Apply what you read:
A – According to the long Covid article, for how many weeks did participants receive injections of the antibody or the saline placebo?
B – Retype the long Covid article from "Participants were randomly" up to and including "after Covid-19 infection.".

Selected extract:

****************************************

In a subset of persons who recover from the initial Covid illness, various symptoms persist, such as fatigue, mental haziness, and shortness of breath, which can be debilitating and last for months.


This is generally classified as long Covid, although symptoms vary widely and this syndrome is probably not a single disease entity. Limited understanding of its causes, however, makes finding ways to treat the condition particularly difficult.

Many scientists have suggested that persistence of immune hyperactivity after Covid-19 is a major contributor.

To explore, researchers at the University of California-Los Angeles conducted a small exploratory trial of Leronlimab – an antibody that attaches to an immune receptor called CCR5 that is involved in inflammation – on 55 people with the syndrome.

“While this was a small pilot study, it does suggest that some people with long Covid may actually have under-active immune systems after recovering from Covid-19, which means that boosting immunity in those individuals could be a treatment,” said Dr. Otto Yang, Professor at UCLA’s David Geffen School of Medicine. The study was published in the peer reviewed journal Clinical Infectious Diseases.

Participants were randomly assigned to receive weekly injections of the antibody or a saline placebo for eight weeks, over which time they tracked any changes in 24 symptoms associated with long Covid, which also included loss of smell and taste, muscle and joint pain, and brain fog.

The researchers originally thought that blocking CCR5 with the antibody would dampen the activity of an overactive immune system after Covid-19 infection.

“But we found just the opposite,” Yang said.

Patients who improved were those who started with low CCR5 on their T cells, suggesting their immune system was less active than normal, and levels of CCR5 actually increased in people who improved.

This leads to the new hypothesis that long Covid in some persons is related to the immune system being suppressed and not hyperactive, and that while blocking its activity, the antibody can stabilise CCR5 expression on the cell surface leading to upregulation of other immune receptors or functions, Yang said.

The findings “suggests a complex role for CCR5 in balancing inflammatory and anti-inflammatory effects, e.g. through T regulatory cells,” although the results need to be confirmed in a larger, more definitive study.

****************************************

[Saved entries]
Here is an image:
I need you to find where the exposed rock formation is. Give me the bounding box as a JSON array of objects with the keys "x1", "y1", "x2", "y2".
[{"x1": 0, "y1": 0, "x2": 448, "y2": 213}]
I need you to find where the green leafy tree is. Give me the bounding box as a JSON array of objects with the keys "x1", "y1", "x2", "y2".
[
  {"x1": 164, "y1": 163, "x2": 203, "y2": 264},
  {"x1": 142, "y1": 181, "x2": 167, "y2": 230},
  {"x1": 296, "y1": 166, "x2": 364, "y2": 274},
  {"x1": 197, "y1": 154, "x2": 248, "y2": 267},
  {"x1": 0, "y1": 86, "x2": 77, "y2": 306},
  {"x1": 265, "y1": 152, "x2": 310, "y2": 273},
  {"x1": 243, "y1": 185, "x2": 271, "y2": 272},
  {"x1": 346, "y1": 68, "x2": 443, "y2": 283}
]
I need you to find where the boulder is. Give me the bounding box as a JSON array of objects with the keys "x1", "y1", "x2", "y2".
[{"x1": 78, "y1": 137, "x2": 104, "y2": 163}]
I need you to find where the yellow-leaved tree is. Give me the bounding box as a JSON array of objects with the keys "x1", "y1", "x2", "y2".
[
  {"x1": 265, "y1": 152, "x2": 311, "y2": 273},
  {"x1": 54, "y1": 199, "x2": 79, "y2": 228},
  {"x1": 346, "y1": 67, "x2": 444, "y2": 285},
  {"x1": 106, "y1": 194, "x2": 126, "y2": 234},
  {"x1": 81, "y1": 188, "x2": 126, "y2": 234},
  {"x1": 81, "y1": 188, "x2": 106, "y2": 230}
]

****************************************

Response list:
A – Eight weeks.

B –
Participants were randomly assigned to receive weekly injections of the antibody or a saline placebo for eight weeks, over which time they tracked any changes in 24 symptoms associated with long Covid, which also included loss of smell and taste, muscle and joint pain, and brain fog.

The researchers originally thought that blocking CCR5 with the antibody would dampen the activity of an overactive immune system after Covid-19 infection.